§ **Teks Bacaan**

####

Jangan Sampai Terjadi Kartel di Industri Pesawat Terbang
Kritik pedas para netizen tak kunjung berhenti. Gara-garanya tiket mahal. Andaikan ada harga tiket turun itu pun juga basa basi. Netizen gemas dan “marah”. Pada puncak kemarahannya sampai menyerang Presiden Jokowi.
Kegemasan netizen terjadi sejak pertengahan Desember 2018. Berlangsung terus hingga Minggu kedua Februari 2019.
Puncak semua itu pada kemarin malam, di Rapat Kerja Nasional (Rakernas) Persatuan Hotel dan Restoran Indonesia (PHRI) ke-IV di Ballroom Puri Agung Hotel Grand Sahid Jakarta.
Tanpa basa basi, Ketua Perhimpunan Hotel dan Restoran (PHRI) Hariyadi Sukamdani berkeluh kesah, langsung di depan puluhan kamera dan dihadapan Presiden Jokowi.
Kata dia, naik harga dan ogah turun itu bukan hoax. Ini kenyataan. Ini sangat berimbas pada sektor pariwisata khususnya bisnis hotel, restoran dan Usaha Mikro Kecil Menengah (UMKM), petani sayur dan peternak ayam. Dampaknya panjang, karena rantai bisnis pariwisata itu memang mengakar sampai ke dasar.
"Jangan sampai terjadi kartel di industri pesawat terbang. Faktanya, Pak Menhub BKS sudah memanggil industri airlines, INACA, tetap saja bandel, turunnya dikit. Masyarakat masih menjerit. Padahal Ketua Inaca adalah dirut Garuda yang juga BUMN," ujar Hariyadi.
Agak aneh memang. pejabat nomor satu di Garuda Indonesia, membiarkan polemik berkepanjangan. Merelakan Presiden dikritik, Menteri Perhubungan dianggap tidak bisa menjaga tata niaga airlines, dan pemerintah dianggap gagal.
Keganjilan ini juga dilontarkan Presiden Jokowi langsung. “Ini memang aneh. Saya dapat penghargaan sebagai Bapak Pariwisata Indonesia! Padahal harga tiket mahal,” aku Presiden Jokowi yang disambut tepuk tangan riuh.
Diungkapkan Hariyadi, kenaikan tiket pesawat menyebabkan industri perhotelan turun 20-40%. Sektor UMKM yang produksi souvenir turun drastis, dan orang cenderung outbound ke luar negeri karena lebih murah. “Ini malah membuat devisa keluar,” katanya.

####

§ **Tugas**
Salin tanpa perubahan seluruh bagian teks tentang mahalnya tiket pesawat, dari "Kata dia, naik" terus ke bawah sampai "sampai ke dasar.".

####

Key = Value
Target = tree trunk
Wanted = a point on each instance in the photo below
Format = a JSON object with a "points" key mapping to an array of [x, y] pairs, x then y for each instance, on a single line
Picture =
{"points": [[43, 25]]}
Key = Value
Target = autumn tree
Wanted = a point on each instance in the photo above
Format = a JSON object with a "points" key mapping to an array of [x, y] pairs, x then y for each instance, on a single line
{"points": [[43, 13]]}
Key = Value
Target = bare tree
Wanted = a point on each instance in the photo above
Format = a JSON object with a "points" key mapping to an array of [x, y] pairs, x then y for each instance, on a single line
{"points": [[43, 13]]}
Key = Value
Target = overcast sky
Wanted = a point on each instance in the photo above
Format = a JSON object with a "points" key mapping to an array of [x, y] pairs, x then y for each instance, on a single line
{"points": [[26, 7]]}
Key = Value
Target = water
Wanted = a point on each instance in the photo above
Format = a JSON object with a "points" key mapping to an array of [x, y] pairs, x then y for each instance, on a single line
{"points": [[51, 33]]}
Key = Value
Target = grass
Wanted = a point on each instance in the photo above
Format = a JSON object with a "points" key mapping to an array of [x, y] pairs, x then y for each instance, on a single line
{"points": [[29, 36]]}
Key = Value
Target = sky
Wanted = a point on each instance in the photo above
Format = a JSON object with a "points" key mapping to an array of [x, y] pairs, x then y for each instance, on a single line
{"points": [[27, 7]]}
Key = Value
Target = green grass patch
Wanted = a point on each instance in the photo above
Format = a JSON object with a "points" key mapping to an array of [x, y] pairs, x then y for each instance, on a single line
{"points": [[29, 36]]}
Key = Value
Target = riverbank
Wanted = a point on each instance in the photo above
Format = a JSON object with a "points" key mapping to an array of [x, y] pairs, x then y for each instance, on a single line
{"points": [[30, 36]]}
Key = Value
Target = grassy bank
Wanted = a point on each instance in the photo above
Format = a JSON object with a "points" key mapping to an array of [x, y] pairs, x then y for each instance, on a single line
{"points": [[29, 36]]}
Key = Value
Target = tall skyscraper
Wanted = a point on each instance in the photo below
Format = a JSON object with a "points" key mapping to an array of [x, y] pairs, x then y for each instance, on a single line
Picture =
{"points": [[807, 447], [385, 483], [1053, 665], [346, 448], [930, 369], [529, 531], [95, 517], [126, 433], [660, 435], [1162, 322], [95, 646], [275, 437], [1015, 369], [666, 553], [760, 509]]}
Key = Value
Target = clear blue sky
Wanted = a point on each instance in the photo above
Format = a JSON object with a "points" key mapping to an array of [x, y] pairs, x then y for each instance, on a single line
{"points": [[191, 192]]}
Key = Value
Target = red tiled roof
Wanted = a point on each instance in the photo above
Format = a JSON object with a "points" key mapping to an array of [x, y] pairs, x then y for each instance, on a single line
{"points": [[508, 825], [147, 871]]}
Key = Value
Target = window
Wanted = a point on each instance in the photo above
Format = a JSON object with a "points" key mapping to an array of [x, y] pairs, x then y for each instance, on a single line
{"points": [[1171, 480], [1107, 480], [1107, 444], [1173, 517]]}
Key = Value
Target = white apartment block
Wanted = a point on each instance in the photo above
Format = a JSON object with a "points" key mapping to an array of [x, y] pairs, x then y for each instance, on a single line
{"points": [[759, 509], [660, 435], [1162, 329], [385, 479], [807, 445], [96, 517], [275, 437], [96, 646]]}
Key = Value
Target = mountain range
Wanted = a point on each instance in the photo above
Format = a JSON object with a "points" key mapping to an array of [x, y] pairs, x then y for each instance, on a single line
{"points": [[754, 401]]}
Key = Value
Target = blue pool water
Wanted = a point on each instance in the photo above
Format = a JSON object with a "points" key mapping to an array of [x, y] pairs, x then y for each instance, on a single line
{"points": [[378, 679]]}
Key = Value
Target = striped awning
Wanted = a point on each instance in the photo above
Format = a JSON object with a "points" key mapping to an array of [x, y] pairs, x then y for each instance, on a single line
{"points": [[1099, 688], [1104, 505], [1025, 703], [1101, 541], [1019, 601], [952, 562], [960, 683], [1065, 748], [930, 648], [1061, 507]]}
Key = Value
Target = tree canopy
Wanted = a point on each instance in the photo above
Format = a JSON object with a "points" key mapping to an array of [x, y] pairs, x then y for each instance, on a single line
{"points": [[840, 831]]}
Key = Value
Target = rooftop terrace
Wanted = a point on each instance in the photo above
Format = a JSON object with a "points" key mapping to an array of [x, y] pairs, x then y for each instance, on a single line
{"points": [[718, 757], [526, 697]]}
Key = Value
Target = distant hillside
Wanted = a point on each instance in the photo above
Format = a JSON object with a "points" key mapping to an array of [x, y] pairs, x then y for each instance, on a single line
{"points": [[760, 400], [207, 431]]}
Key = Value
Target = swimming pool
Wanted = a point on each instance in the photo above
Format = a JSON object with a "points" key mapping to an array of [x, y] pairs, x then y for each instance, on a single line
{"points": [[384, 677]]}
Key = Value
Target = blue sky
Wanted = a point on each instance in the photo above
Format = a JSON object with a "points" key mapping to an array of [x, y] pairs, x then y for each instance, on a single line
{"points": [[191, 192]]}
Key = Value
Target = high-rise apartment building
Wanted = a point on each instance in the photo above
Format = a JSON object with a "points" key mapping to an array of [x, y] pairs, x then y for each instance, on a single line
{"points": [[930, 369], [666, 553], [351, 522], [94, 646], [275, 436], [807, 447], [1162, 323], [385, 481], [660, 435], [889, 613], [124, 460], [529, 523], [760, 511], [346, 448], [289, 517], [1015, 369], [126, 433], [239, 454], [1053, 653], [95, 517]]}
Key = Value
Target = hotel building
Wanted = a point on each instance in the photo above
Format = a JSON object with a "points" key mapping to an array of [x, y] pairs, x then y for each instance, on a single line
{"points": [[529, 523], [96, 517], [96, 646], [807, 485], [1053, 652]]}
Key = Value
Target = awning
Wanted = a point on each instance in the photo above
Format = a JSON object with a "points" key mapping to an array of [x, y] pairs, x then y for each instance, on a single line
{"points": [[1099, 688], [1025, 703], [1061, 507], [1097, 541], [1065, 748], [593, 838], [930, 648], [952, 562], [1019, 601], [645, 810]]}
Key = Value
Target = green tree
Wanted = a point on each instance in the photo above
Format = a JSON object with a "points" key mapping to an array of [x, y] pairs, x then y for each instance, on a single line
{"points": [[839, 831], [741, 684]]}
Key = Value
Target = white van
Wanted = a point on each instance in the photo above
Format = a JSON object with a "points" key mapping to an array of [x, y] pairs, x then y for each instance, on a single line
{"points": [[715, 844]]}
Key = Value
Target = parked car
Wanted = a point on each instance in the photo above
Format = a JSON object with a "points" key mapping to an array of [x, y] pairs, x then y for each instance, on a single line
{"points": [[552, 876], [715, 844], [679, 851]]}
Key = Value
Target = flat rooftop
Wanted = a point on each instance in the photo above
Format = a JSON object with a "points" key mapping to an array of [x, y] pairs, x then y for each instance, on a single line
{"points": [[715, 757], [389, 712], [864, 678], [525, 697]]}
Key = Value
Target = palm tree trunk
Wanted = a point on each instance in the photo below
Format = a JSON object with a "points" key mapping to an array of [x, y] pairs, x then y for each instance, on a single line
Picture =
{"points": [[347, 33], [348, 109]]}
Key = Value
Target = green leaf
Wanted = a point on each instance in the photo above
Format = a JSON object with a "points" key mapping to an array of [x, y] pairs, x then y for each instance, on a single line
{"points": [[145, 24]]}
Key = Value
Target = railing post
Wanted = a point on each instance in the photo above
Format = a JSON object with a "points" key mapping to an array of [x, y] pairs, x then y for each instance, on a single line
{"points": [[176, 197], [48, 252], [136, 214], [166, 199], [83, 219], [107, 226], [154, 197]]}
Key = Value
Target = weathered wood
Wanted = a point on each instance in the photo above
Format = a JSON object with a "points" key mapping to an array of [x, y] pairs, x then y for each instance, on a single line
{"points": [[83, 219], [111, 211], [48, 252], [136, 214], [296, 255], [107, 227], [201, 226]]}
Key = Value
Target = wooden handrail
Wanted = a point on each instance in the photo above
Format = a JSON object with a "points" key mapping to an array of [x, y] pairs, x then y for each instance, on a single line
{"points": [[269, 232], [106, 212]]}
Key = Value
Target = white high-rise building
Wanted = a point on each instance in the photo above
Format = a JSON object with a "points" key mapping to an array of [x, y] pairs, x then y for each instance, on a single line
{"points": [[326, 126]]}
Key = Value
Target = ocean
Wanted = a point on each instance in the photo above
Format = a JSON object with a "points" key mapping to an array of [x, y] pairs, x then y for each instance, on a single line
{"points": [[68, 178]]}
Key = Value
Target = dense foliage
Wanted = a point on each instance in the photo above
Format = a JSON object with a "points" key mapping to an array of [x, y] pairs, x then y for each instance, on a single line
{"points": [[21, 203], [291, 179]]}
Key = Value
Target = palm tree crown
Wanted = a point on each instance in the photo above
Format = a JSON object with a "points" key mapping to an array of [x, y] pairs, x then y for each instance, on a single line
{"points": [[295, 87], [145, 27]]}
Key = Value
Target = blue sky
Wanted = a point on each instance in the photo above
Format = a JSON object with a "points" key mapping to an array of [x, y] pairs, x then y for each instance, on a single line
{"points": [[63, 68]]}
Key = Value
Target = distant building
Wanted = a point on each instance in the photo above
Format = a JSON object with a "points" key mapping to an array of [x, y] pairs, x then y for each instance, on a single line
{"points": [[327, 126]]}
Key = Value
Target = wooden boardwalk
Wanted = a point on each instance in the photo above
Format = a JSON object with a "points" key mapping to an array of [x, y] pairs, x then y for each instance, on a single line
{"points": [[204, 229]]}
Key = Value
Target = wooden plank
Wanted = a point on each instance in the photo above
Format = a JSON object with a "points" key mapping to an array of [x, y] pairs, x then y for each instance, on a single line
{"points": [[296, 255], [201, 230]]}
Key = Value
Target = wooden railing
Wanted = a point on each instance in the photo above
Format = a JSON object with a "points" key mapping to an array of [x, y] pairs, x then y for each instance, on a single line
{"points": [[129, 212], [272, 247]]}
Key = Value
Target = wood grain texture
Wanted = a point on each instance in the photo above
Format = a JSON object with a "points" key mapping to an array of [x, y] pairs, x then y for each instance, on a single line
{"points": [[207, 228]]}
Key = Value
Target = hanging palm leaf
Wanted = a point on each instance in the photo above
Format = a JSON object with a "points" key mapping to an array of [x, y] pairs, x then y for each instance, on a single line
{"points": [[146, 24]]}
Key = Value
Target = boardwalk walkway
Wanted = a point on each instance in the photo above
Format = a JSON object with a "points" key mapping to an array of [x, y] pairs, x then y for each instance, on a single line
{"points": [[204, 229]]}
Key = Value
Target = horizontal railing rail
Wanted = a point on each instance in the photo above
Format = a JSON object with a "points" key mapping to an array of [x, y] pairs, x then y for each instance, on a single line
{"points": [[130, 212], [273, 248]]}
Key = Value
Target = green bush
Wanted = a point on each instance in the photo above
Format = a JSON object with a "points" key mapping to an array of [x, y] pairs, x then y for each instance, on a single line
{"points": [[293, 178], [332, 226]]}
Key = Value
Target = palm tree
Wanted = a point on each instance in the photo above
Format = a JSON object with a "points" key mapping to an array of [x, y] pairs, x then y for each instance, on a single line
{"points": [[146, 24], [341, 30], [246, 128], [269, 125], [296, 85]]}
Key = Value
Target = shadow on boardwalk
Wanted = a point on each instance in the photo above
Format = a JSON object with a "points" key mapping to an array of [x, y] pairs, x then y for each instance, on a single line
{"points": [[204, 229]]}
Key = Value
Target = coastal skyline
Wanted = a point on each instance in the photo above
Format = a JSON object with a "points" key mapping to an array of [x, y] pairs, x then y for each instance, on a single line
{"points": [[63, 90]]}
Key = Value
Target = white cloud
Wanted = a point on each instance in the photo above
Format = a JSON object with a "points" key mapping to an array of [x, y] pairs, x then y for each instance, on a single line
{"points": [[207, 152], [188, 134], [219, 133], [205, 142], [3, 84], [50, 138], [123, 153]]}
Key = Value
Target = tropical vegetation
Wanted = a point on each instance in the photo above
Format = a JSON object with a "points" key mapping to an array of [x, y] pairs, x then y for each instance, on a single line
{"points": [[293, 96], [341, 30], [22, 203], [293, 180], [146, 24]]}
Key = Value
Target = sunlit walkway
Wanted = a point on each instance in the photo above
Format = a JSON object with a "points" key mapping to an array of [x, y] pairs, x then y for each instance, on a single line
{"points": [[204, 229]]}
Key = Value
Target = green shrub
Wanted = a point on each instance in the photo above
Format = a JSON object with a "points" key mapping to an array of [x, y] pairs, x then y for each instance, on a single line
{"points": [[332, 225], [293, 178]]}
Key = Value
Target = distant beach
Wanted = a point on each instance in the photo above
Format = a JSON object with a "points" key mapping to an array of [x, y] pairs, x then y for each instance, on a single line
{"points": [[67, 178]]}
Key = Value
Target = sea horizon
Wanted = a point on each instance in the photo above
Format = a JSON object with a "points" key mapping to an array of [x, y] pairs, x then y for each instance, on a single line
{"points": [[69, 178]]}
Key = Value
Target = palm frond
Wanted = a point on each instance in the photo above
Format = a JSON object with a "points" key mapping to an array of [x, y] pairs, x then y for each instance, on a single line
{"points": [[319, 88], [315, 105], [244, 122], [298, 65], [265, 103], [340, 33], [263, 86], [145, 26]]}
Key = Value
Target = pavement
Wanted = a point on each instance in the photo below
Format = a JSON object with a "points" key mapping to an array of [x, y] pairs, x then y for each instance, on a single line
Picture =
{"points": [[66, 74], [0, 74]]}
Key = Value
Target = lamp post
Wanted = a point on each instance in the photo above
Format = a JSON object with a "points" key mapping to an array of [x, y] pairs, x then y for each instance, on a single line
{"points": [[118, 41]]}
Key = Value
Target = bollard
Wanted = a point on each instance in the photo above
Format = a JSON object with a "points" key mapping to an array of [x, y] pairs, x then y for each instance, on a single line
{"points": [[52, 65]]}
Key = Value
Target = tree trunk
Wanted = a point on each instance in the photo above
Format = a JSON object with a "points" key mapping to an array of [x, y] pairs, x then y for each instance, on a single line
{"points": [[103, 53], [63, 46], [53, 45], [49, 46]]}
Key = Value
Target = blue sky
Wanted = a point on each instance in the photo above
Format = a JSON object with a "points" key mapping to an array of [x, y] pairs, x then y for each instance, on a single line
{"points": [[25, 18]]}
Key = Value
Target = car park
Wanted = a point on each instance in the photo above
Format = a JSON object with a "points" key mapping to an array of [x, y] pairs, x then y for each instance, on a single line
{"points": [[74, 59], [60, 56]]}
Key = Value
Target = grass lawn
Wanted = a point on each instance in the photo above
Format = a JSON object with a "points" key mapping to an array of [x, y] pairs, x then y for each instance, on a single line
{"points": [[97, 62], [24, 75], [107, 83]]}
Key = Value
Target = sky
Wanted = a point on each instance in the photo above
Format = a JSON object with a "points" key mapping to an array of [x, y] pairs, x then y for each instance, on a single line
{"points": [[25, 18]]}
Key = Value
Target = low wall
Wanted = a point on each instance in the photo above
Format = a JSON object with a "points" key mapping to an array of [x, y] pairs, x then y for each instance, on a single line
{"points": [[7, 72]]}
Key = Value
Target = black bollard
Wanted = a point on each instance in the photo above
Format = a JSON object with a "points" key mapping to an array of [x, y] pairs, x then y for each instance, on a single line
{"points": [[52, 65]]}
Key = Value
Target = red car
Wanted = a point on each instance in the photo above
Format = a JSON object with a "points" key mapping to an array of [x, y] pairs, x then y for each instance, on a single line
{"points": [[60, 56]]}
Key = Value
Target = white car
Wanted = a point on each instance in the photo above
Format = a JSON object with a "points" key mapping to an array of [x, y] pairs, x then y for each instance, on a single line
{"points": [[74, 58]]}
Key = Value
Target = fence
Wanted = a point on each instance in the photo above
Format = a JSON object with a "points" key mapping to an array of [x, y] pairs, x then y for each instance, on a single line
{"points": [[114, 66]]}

####

§ **Hasil Tugas**
Kata dia, naik harga dan ogah turun itu bukan hoax. Ini kenyataan. Ini sangat berimbas pada sektor pariwisata khususnya bisnis hotel, restoran dan Usaha Mikro Kecil Menengah (UMKM), petani sayur dan peternak ayam. Dampaknya panjang, karena rantai bisnis pariwisata itu memang mengakar sampai ke dasar.